By Noah Rothman
Wednesday, May
04, 2022
Robert “RJ” Regan should have cruised to
victory. Sure, he’s a touch eccentric, but Regan’s willingness to offend effete
sensibilities and express the right’s most inexpressibly radical thoughts is
what led him to beat his more conventional Republican rivals in Michigan’s 74th
House district primary. In a district that voted Republican by 26 points and
which Donald Trump won by 16 points in 2020, the primary is all that should have mattered. But on
Tuesday night, Regan lost a special election to his Democratic opponent, and it
wasn’t particularly close.
As of this writing, Democrat Carol
Glanville won the race for this state House district with 52 percent of the
vote to Regan’s 40 percent, while a full 8 percent of voters opted to write in
a protest vote. Regan’s defeat shaves the Republican Party’s majority in
Michigan’s lower chamber down to just four seats. It was an avoidable loss—one
Michigan’s GOP tried mightily to avoid. After all, Regan won the nomination by
being what Republican Rep. Thomas
Massie derided as “the craziest son of a
bitch in the race.”
He positioned
himself as a rabid advocate for decertifying
the results of 2020’s presidential election. The election was “stolen,” he
insisted, and it was his job to somehow take the presidency from Joe Biden and
“give it back to the rightful owner.” He was an indefatigable believer in the
fluid logic that justifies Russia’s unprovoked war of territorial expansionism
in Ukraine, going so far as to oppose a nonbinding resolution condemning
Moscow’s aggression. Ukrainians perhaps deserved their horrific fates because
their nation was “one of the most corrupt countries in the world,” and was
actively preparing to “unleash a biological weapon” somehow, somewhere. And
because the “mainstream media” lies about Ukraine, you certainly cannot trust
them when it comes to “experimental” vaccines for Covid, which “is nothing more
than the flu.”

***

#### Exercises to complete:
1 > Summarize the article on the Michigan special election in three sentences.
2 > Return the part of the article on the Michigan special election that opens with the words containing "By Noah Rothman" and closes with "wasn’t particularly close.".
You won't need the entries that follow the article.

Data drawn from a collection
***

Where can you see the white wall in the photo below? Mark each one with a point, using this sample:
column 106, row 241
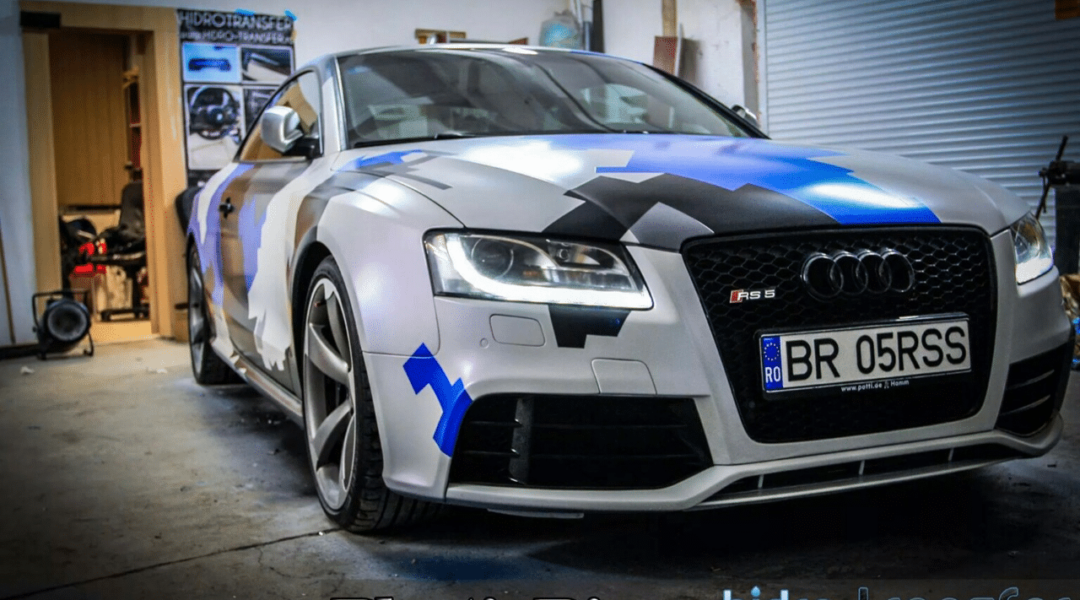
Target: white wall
column 719, row 56
column 322, row 26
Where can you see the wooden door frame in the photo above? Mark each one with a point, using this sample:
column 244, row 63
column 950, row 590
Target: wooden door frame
column 164, row 174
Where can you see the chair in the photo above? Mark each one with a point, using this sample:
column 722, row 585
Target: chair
column 125, row 247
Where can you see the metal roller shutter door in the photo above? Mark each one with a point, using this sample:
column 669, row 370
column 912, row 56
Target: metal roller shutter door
column 988, row 86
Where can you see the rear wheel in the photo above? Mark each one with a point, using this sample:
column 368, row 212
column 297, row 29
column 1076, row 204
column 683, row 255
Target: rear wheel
column 205, row 365
column 343, row 446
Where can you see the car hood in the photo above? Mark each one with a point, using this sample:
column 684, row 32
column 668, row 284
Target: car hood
column 660, row 190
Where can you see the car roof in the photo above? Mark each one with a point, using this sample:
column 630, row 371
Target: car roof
column 327, row 58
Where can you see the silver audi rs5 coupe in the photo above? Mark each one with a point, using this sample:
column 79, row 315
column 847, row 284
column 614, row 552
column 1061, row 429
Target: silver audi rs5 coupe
column 551, row 282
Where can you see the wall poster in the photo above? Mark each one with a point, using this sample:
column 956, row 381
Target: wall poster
column 230, row 64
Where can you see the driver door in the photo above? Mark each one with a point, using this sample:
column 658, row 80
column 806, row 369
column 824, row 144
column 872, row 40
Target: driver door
column 253, row 234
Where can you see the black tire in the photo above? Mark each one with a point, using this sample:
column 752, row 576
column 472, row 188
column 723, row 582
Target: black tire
column 206, row 366
column 367, row 504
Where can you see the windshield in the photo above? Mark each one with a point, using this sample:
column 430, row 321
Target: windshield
column 463, row 93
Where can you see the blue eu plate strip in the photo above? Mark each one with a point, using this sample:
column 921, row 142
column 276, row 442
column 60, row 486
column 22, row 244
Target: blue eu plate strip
column 772, row 363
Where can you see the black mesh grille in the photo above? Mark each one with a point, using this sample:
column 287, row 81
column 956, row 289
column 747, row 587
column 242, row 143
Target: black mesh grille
column 954, row 274
column 579, row 441
column 1034, row 392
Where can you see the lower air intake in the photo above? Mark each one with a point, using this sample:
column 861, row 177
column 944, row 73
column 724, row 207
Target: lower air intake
column 589, row 442
column 1034, row 392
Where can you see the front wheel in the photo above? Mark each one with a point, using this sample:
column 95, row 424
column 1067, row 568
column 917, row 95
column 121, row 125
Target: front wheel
column 343, row 447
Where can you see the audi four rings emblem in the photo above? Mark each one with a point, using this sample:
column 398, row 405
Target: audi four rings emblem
column 854, row 273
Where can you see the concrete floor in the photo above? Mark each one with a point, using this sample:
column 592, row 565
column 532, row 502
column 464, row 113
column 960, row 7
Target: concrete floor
column 120, row 477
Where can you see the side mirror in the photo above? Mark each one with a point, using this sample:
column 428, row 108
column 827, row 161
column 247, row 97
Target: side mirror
column 746, row 116
column 281, row 127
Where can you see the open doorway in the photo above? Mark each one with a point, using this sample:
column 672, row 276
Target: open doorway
column 139, row 44
column 97, row 147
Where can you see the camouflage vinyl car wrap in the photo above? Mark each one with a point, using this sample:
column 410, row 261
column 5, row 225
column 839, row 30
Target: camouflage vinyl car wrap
column 430, row 358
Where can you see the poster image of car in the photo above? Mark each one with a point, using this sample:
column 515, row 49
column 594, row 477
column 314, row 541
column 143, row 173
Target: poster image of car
column 255, row 98
column 266, row 64
column 215, row 117
column 211, row 63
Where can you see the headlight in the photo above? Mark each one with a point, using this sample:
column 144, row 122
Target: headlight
column 1034, row 257
column 535, row 269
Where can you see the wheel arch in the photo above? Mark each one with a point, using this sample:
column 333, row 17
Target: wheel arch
column 309, row 257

***

#### Answers in order:
1 > Republican Robert "RJ" Regan, who won the primary in Michigan's 74th House district, lost a special election on Tuesday night to Democrat Carol Glanville, who took 52 percent of the vote to his 40 percent while 8 percent wrote in a protest vote. The defeat cuts the Republican majority in Michigan's lower chamber to four seats. Regan had campaigned on decertifying the 2020 presidential election, opposed a nonbinding resolution condemning Russia's aggression in Ukraine, and called Covid "nothing more than the flu."

2 >
By Noah Rothman
Wednesday, May
04, 2022
Robert “RJ” Regan should have cruised to
victory. Sure, he’s a touch eccentric, but Regan’s willingness to offend effete
sensibilities and express the right’s most inexpressibly radical thoughts is
what led him to beat his more conventional Republican rivals in Michigan’s 74th
House district primary. In a district that voted Republican by 26 points and
which Donald Trump won by 16 points in 2020, the primary is all that should have mattered. But on
Tuesday night, Regan lost a special election to his Democratic opponent, and it
wasn’t particularly close.